Display every row below that contains the word "each". Copy those rows in full, one per line.

■ DATA FOR THIS TASK
━━━━━━━━━━━━━━━━
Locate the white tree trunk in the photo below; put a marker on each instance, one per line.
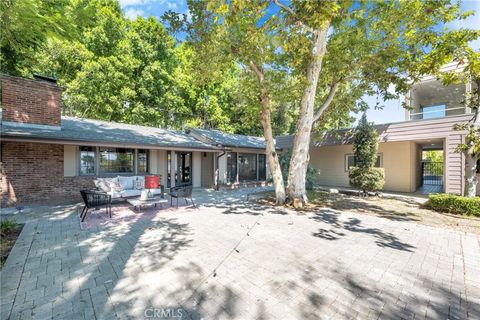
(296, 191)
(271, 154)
━━━━━━━━━━━━━━━━
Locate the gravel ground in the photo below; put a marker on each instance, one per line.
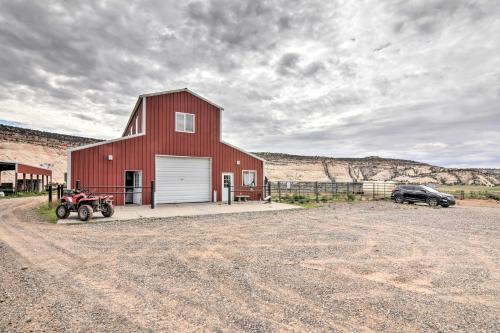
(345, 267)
━━━━━━━━━━━━━━━━
■ ANSWER
Locate the white tree trunk in the photo below; put a marker on each instance, one per line.
Locate the gravel ground in the photo below; put a marker on each instance, one per line.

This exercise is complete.